Try it. Report every line in the listing below where the string "query" shows up.

Extracted records.
^^^^^^^^

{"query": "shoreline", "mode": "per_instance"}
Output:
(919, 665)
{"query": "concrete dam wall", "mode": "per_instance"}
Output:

^^^^^^^^

Answer space.
{"query": "shoreline", "mode": "per_instance"}
{"query": "concrete dam wall", "mode": "per_instance"}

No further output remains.